» ESERCIZIO SCRITTO A
Per favore, riscrivi tutti i record sostituendo "distant mountain ridge" con "rocky coastline" e lasciando invariato il resto. Nella risposta non includere le immagini.

□ □ □ □ □

Il bando, dichiarato più volte incostituzionale da molti tribunali del paese a causa della discriminazione religiosa a cui fa eco, era stato presentato lo scorso settembre nella sua terza versione, segnando a oggi una vittoria per Donald Trump. Va però specificato che si tratterebbe di una vittoria temporanea perché la Corte suprema si sarebbe limitata a sentenziare in merito agli oneri del presidente americano, affermando che la gestione delle frontiere spetti di fatto alla presidenza, ma non si sarebbe ancora pronunciata in merito alla discriminazione religiosa, riservandosi di farlo prossimamente.

L’ondata xenofoba

L’approvazione del “Muslim ban” non è certamente una notizia rassicurante, eppure non stupisce: non si tratta infatti di un verdetto unico nel suo genere, ma anzi è una decisione in linea con lo stato delle cose. Ė inevitabile acuire lo sguardo e l’udito verso le aberrazioni politiche e sociali che scalfiscono la nostra quotidianità: l’ascesa delle forze politiche di estrema destra nei parlamenti di mezza Europa, i discorsi “acchiappa-popolo” di leader parlamentari permeati da un’ideologia razzista, xenofoba e omofoba, e l’intolleranza crescente della popolazione stessa, lasciano il triste dubbio se la politica rifletta i desideri della maggioranza del popolazione o semplicemente ne alimenti l’ignoranza.

Facendo una rapida analisi della situazione attuale, sembrerebbero esservi già tutti gli ingredienti per creare scontento tra la popolazione e di conseguenza una involuzione della civiltà. La crisi economica in Occidente, che ha lasciato disoccupazione, rabbia, ingiustizia e disparità sociali, incontra l’arrivo in massa di migranti dalle coste libiche, tanto vicini a noi geograficamente quanto lontani per cultura, obbligati a scappare a causa degli orrori del fanatismo religioso e dei giochi geopolitici internazionali che manovrano come burattini le sorti di questi disperati. Quello che dovrebbe essere un incontro tra culture, finisce dunque per trasformarsi in uno scontro tra le stesse, una lotta tra poveri nella quale vi è il rischio che a vincere siano l’odio e l’inciviltà.

Nonostante sembrino esservi i presupposti per uno scenario assai preoccupante che di fatto sembra prendere piede in gran parte del mondo democratico, un barlume di speranza verso la tolleranza è acceso dalla nascita spontanea e senza scopo di lucro di alcune realtà, definibili delle vere e proprie risorse sul territorio.

Lavorare con i migranti

In Spagna, dove nel 2016 il numero delle sollecitazioni di asilo ha raggiunto quota 15.755 (Eurostat), si trova l’Associació Catalana per la Integració d’Homosexuals, Bisexuals i Transsexuals Immigrants (ACATHI), associazione catalana che dal 2002 opera per l’integrazione della comunità LGBTQIA (lesbiche, gay, bisessuali, trans, queer, intersessuali e asessuali) di immigrati e rifugiati politici.

L’associazione si è costituita a Barcellona, spazio ameno per i diritti civili, grazie allo sforzo di persone di origini diverse: migranti, rifugiati, LGBTQIA. Come ricorda il presidente Rodrigo Araneda Villasante, l’obiettivo a partire dal quale si è partiti per costituire l’associazione è la creazione di una realtà che non lavori solamente per immigrati e rifugiati, ma che sia costituita dagli stessi. Si tratta dunque di lavorare “con” e non di lavorare “per”, affinché sia la stessa comunità di rifugiati e immigrati LGBTQIA ad aiutarsi reciprocamente.

□ □ □ □ □

» ESERCIZIO SCRITTO B
Elenca tutto ciò che, secondo il brano, la crisi economica in Occidente ha lasciato.

» ESTRATTI DI DATI

□ □ □ □ □

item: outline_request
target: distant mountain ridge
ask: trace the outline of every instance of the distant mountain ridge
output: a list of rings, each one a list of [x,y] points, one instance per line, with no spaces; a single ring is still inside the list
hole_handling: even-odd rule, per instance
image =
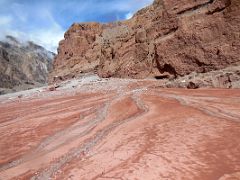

□ □ □ □ □

» RISPOSTA SCRITTA A
item: outline_request
target: rocky coastline
ask: trace the outline of every instance of the rocky coastline
output: a list of rings, each one a list of [x,y] points, one instance per line, with no spaces; a single ring is still inside the list
hole_handling: even-odd rule, per instance
image =

» RISPOSTA SCRITTA B
- disoccupazione
- rabbia
- ingiustizia
- disparità sociali